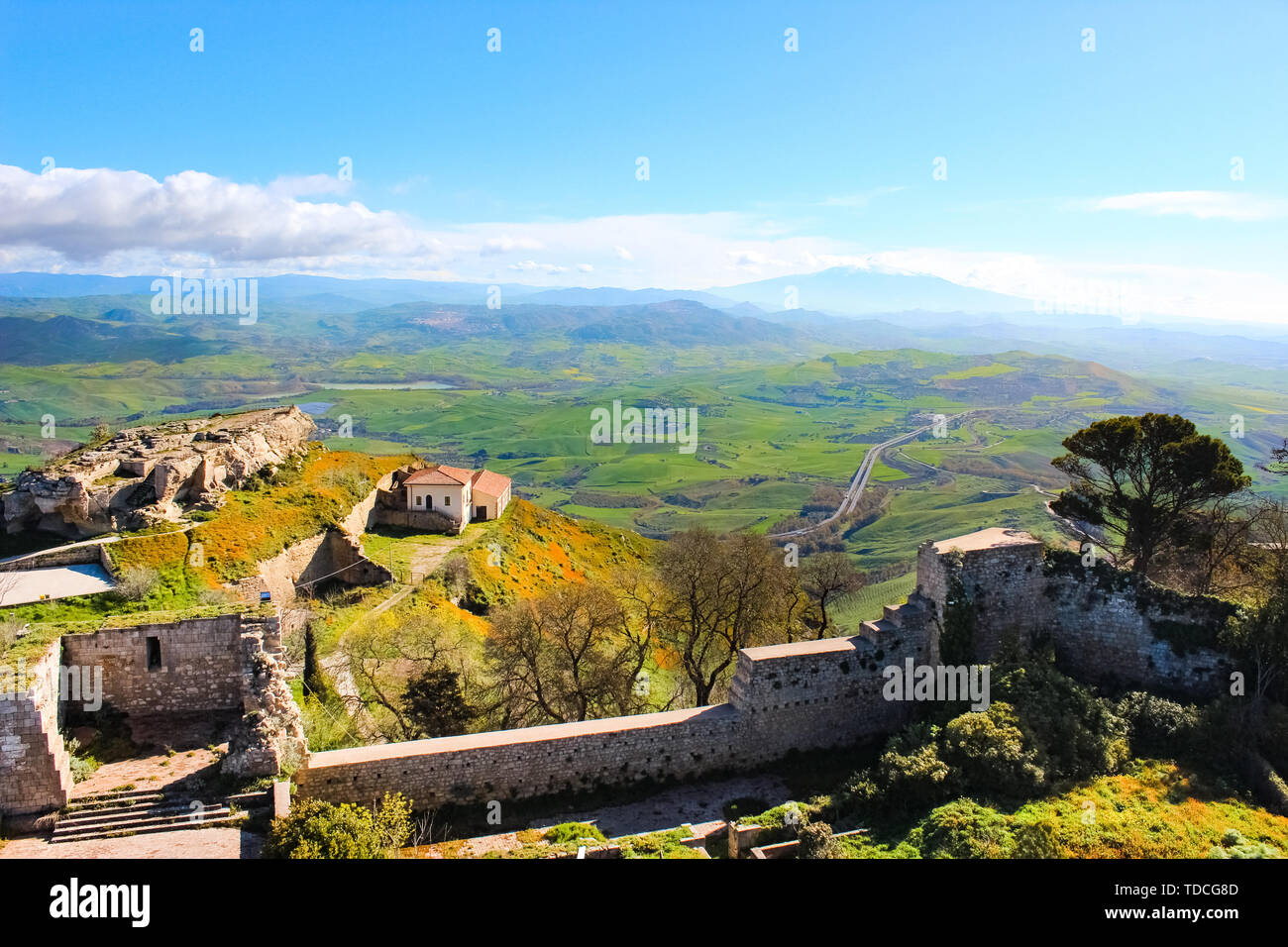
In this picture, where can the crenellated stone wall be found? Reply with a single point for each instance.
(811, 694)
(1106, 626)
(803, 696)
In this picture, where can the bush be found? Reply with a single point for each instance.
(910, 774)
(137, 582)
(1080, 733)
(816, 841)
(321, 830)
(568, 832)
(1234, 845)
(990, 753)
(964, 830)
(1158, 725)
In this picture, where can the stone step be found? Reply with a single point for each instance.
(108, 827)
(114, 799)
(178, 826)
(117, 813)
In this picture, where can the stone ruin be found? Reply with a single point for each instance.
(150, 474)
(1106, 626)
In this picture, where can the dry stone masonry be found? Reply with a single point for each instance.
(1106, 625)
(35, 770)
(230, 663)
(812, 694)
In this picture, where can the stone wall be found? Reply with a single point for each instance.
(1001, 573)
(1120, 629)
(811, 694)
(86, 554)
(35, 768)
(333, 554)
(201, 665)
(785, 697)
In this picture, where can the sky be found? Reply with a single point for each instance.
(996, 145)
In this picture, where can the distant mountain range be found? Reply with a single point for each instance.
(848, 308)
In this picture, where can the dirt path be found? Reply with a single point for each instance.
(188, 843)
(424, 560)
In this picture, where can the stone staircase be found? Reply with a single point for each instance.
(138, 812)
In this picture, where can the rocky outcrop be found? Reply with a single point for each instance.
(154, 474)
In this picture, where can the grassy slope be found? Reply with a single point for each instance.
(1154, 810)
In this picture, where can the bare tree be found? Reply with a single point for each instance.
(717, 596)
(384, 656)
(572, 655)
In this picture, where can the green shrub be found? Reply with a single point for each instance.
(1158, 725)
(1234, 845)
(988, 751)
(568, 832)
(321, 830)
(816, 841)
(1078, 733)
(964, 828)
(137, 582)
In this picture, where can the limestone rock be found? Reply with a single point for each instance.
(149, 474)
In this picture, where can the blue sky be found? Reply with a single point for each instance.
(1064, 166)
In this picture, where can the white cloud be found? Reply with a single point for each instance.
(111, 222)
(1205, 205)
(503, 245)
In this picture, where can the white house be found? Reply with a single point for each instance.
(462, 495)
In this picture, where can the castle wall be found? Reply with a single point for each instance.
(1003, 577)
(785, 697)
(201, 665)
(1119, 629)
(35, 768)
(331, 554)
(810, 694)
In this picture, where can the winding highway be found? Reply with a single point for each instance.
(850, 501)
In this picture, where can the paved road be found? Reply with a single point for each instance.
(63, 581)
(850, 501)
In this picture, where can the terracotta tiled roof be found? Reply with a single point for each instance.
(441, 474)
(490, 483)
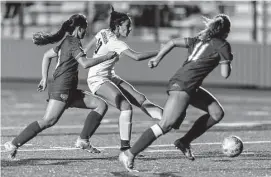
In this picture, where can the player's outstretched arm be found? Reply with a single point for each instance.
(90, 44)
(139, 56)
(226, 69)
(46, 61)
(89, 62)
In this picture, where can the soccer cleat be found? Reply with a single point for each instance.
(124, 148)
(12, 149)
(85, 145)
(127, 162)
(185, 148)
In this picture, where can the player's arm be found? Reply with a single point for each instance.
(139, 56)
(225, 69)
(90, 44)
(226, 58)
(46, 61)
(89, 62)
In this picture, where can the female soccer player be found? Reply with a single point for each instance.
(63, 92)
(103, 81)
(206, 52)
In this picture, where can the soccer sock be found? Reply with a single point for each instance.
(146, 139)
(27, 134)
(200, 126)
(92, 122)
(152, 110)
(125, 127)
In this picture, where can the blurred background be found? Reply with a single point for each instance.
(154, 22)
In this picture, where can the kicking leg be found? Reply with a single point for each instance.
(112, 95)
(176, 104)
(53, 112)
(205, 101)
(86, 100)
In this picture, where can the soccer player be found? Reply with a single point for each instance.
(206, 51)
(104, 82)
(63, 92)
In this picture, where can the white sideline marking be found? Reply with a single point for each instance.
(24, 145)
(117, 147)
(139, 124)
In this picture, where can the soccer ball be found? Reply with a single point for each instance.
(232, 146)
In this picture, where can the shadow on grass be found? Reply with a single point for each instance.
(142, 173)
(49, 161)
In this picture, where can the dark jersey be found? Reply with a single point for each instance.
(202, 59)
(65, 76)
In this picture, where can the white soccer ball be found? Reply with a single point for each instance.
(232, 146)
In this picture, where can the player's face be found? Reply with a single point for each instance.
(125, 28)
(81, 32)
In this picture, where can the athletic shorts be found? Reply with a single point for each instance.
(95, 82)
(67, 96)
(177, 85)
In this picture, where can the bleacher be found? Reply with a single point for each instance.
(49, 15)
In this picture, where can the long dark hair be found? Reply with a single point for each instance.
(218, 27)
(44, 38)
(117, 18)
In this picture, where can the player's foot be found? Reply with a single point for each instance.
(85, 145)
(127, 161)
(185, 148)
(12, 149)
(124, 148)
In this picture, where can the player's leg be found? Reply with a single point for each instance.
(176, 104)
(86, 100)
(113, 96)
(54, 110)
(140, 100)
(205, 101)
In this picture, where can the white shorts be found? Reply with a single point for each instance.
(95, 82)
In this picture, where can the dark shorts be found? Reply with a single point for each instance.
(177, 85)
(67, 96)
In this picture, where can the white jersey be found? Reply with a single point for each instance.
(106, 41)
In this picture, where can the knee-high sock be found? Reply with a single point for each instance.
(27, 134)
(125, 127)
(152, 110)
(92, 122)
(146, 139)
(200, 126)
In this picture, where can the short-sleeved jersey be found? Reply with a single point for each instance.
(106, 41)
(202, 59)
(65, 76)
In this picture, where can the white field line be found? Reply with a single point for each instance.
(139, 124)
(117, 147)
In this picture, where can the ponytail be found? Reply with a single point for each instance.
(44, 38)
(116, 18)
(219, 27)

REQUEST:
Rewrite all of the records with "In this picture" changed to "In this photo" and nothing else altered. Omit the pictures from your answer.

EXERCISE SOLUTION:
In this photo, where can the crenellated stone wall be found? Reply with a single point for each instance.
(811, 694)
(1106, 626)
(803, 696)
In this photo, where can the bush be found? Reply with a single point for each instance.
(910, 774)
(137, 582)
(1080, 733)
(816, 841)
(321, 830)
(568, 832)
(1234, 845)
(990, 753)
(964, 830)
(1158, 725)
In this photo, where can the stone step be found? Reply with a single point for each instance.
(108, 827)
(114, 799)
(178, 826)
(117, 813)
In this photo, where can the stone ruin be found? Reply with a single point for each instance.
(150, 474)
(1106, 626)
In this photo, where can the dry stone masonry be found? Reply with a single point for each instance.
(1106, 625)
(35, 770)
(230, 663)
(812, 694)
In this photo, where can the stone wall be found? Reply with a single point for each instance.
(1001, 573)
(1120, 629)
(811, 694)
(86, 554)
(35, 768)
(333, 554)
(201, 665)
(785, 697)
In this photo, where can the sky be found? Reply with a single point for each instance.
(996, 145)
In this photo, where can the distant mountain range be found? Reply with a single point for each instance.
(848, 308)
In this photo, where can the dirt path be found? Reply with a single point for each instance.
(188, 843)
(424, 560)
In this photo, where can the stone staircase be found? Reply with a single point for each instance.
(138, 812)
In this photo, where can the rocky outcrop be found? Reply with a single point for each instance.
(154, 474)
In this photo, where can the grassy slope be found? Reply with a single point for each instance.
(1154, 810)
In this photo, where can the bare tree be found? Reply with a single point for each instance.
(717, 596)
(384, 656)
(572, 655)
In this photo, where can the green shrub be found? Reply with a single point for each instance.
(1158, 725)
(1234, 845)
(988, 751)
(568, 832)
(321, 830)
(816, 841)
(1078, 733)
(964, 828)
(137, 582)
In this photo, where can the limestone rock be found? Reply with a single point for each instance.
(149, 474)
In this photo, where can the blue sky be found? Reply with a single point for each instance.
(1064, 166)
In this photo, where can the white cloud be found? Reply with a single point for each instance.
(111, 222)
(1205, 205)
(503, 245)
In this photo, where can the white house be found? Reply with a single point for each instance.
(462, 495)
In this photo, where can the castle wall be found? Reply with a single point for each instance.
(1003, 577)
(785, 697)
(201, 665)
(1119, 629)
(35, 768)
(331, 554)
(810, 694)
In this photo, where can the winding highway be found? Reply with a single point for each instance.
(850, 501)
In this photo, where can the paved road be found? Reply with a single point for each instance.
(63, 581)
(850, 501)
In this photo, where can the terracotta tiled roof be found? Reply with a single point for each instance.
(441, 474)
(490, 483)
In this photo, where can the player's outstretched arm be found? Reply with a single point for each instance.
(90, 44)
(139, 56)
(226, 69)
(46, 61)
(89, 62)
In this photo, where can the soccer cleat be found? Reply with a single point for each instance.
(124, 148)
(12, 149)
(85, 145)
(127, 162)
(185, 148)
In this photo, where can the player's arm be found? Reply with a single point for each instance.
(139, 56)
(225, 69)
(90, 44)
(226, 58)
(46, 61)
(89, 62)
In this photo, where can the female soccer player be found? Reply with a single point for each instance.
(63, 92)
(103, 81)
(206, 52)
In this photo, where can the soccer sock be found? Reply with a single point for each instance.
(146, 139)
(27, 134)
(200, 126)
(92, 122)
(152, 110)
(125, 127)
In this photo, where can the blurred background be found? Reply with a single point for each instance.
(154, 22)
In this photo, where can the kicking leg be found? Reply with a single point for each instance.
(112, 95)
(176, 104)
(53, 112)
(205, 101)
(86, 100)
In this photo, where can the soccer player be found? Reply with a single point for each instance.
(206, 51)
(104, 82)
(63, 92)
In this photo, where can the white sideline marking be found? Reply with a single point for each instance.
(24, 145)
(117, 147)
(139, 124)
In this photo, where can the soccer ball be found? Reply with a single point for each instance.
(232, 146)
In this photo, where can the shadow on grass be found? Reply with a single point for each instance.
(142, 173)
(49, 161)
In this photo, where can the dark jersey be found? Reply with a single point for each instance.
(202, 59)
(65, 76)
In this photo, where can the white soccer ball be found? Reply with a single point for each instance.
(232, 146)
In this photo, where can the player's face be found? Reply with a single point for each instance.
(125, 28)
(81, 32)
In this photo, where can the athletic shorts be found? Reply with a single point for each instance.
(95, 82)
(67, 96)
(177, 85)
In this photo, where can the bleacher be found? Reply with a single point for each instance.
(49, 15)
In this photo, where can the long dark hair be found? Reply with a single point for each instance.
(218, 27)
(44, 38)
(117, 18)
In this photo, where can the player's foot be found? Reply with a single point for each instance.
(85, 145)
(127, 161)
(185, 148)
(12, 149)
(124, 148)
In this photo, where can the player's leg be found? Reply with a single point for each instance.
(176, 104)
(86, 100)
(113, 96)
(54, 110)
(140, 100)
(205, 101)
In this photo, where can the white shorts be found? Reply with a single point for each instance.
(95, 82)
In this photo, where can the dark shorts be found? Reply with a single point for each instance.
(177, 85)
(67, 96)
In this photo, where can the white jersey be found? Reply with a single point for each instance.
(106, 41)
In this photo, where can the knee-high sock be found? Reply with a single point for each instance.
(27, 134)
(125, 127)
(152, 110)
(92, 122)
(146, 139)
(200, 126)
In this photo, where can the short-sleeved jersey be found? Reply with a single point for each instance.
(106, 41)
(202, 59)
(65, 76)
In this photo, where can the white field line be found? Reply with a single point for each instance.
(139, 124)
(117, 147)
In this photo, where can the ponytail be found? Reply with a single point for each instance.
(44, 38)
(116, 18)
(219, 27)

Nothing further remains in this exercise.